╭─ DATA SUPPLIED
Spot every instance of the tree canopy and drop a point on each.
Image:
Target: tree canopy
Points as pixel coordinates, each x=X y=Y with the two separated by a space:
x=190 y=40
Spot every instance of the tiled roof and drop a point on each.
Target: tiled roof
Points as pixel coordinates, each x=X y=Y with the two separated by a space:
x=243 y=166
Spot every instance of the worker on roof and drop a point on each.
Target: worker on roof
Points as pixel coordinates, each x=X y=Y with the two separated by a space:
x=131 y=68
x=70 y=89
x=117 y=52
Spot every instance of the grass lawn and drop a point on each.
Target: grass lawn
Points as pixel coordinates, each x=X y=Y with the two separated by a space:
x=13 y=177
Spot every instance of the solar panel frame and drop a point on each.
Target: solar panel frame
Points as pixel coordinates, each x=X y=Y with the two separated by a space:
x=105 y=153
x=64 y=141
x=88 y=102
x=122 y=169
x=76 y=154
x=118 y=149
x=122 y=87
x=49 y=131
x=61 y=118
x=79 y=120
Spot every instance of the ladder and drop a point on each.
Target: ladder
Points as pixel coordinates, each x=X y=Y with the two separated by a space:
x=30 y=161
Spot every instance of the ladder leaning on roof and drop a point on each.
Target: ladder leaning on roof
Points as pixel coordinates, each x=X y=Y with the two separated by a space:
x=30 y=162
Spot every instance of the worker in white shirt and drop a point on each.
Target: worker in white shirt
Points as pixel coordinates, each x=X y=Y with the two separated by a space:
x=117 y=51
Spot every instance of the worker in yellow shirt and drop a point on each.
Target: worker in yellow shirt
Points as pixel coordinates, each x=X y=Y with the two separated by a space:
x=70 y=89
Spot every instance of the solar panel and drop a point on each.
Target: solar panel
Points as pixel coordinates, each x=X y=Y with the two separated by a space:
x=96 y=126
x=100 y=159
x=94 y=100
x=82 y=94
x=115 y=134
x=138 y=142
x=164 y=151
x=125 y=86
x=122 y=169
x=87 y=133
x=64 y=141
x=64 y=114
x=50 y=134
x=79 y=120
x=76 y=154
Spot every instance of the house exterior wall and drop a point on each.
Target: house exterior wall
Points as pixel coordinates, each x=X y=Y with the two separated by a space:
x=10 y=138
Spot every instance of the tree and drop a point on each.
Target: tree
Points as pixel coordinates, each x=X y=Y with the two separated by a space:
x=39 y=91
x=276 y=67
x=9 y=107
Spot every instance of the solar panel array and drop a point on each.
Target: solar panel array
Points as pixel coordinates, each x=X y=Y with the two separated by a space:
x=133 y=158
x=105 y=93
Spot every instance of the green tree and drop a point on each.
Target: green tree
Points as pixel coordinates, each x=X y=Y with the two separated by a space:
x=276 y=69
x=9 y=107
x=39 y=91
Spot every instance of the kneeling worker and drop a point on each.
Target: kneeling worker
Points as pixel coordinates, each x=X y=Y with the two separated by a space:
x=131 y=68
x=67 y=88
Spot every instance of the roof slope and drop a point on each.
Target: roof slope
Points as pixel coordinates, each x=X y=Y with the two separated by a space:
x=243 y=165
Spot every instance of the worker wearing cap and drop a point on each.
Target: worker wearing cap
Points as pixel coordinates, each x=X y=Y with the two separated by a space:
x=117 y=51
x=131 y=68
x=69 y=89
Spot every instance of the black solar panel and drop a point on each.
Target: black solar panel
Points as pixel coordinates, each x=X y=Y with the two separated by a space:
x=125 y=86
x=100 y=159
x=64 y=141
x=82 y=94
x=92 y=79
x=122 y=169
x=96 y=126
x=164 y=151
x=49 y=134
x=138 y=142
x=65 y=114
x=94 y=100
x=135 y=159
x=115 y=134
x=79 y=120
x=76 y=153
╰─
» TASK: Return every line of the material above without changing anything.

» PROBLEM SOLUTION:
Spot every instance of the tree canopy and drop a point on each.
Image:
Target: tree canopy
Points as pixel coordinates, each x=X y=Y with the two separated by a space:
x=190 y=40
Spot every instance of the tiled roof and drop a point on each.
Target: tiled roof
Points as pixel coordinates, each x=X y=Y with the two separated by a space:
x=243 y=166
Spot every instance of the worker on roof and drop a point on each.
Target: worker on roof
Points as pixel coordinates, each x=X y=Y with the two separated by a space:
x=131 y=68
x=70 y=89
x=117 y=52
Spot every instance of the grass lawn and drop a point on each.
Target: grass lawn
Points as pixel coordinates, each x=X y=Y with the two separated by a space:
x=13 y=177
Spot every instance of the solar panel frame and drop a point on each.
Target: solar panel frame
Points as pixel coordinates, each x=X y=Y with the two separated by a space:
x=105 y=153
x=64 y=141
x=88 y=102
x=122 y=169
x=76 y=154
x=118 y=149
x=122 y=87
x=49 y=131
x=61 y=118
x=79 y=120
Spot every instance of the ladder and drop a point on each.
Target: ladder
Points as pixel coordinates, each x=X y=Y with the two separated by a space:
x=30 y=161
Spot every instance of the ladder leaning on roof and drop a point on each.
Target: ladder leaning on roof
Points as pixel coordinates, each x=X y=Y with the two separated by a space:
x=30 y=162
Spot every instance of the worker in white shirt and drop a point on each.
Target: worker in white shirt
Points as pixel coordinates, each x=X y=Y with the two separated by a space:
x=117 y=51
Spot every instance of the worker in yellow shirt and drop a point on each.
Target: worker in yellow shirt
Points as pixel coordinates, each x=X y=Y with the two separated by a space:
x=70 y=89
Spot every instance of the solar panel and drop a point on each.
Target: solar panel
Points as pixel coordinates, each x=X y=Y with the two separated by a space:
x=96 y=126
x=100 y=159
x=94 y=100
x=82 y=94
x=115 y=134
x=138 y=142
x=164 y=151
x=125 y=86
x=122 y=169
x=87 y=133
x=64 y=141
x=64 y=114
x=50 y=134
x=79 y=120
x=76 y=154
Spot every instance of the house exterior wall and drop a point on each.
Target: house exterior wall
Points as pixel coordinates, each x=X y=Y with the two separated by a space:
x=10 y=138
Spot every instance of the tree and drop a point on each.
Target: tree
Points as pixel coordinates, each x=X y=Y with the two separated by a space:
x=39 y=91
x=276 y=67
x=9 y=107
Spot every instance of the solar panel array and drop a point on each.
Target: solar panel array
Points as pixel coordinates, each x=X y=Y with the two separated by a space:
x=133 y=158
x=105 y=93
Spot every instance of the green tree and drop a point on each.
Target: green tree
Points as pixel coordinates, each x=X y=Y with the two separated by a space:
x=276 y=69
x=9 y=107
x=39 y=91
Spot every instance of the kneeling worker and drop a point on each.
Target: kneeling worker
Points as pixel coordinates, each x=X y=Y with the two separated by a space:
x=131 y=68
x=67 y=88
Spot every instance of the roof slope and drop a point on each.
Target: roof slope
Points as pixel coordinates, each x=X y=Y with the two separated by a space:
x=243 y=165
Spot every instance of the worker wearing cap and drop a point on each.
Target: worker wearing cap
Points as pixel coordinates, each x=X y=Y with the two separated by a space:
x=117 y=51
x=131 y=68
x=69 y=89
Spot every instance of the black solar panel and drop a point on each.
Target: black solar panel
Points as pixel coordinates, each x=X y=Y with the two separated by a space:
x=125 y=86
x=100 y=159
x=64 y=141
x=82 y=94
x=92 y=79
x=122 y=169
x=96 y=126
x=164 y=151
x=49 y=134
x=138 y=142
x=65 y=114
x=94 y=100
x=135 y=159
x=115 y=134
x=79 y=120
x=76 y=153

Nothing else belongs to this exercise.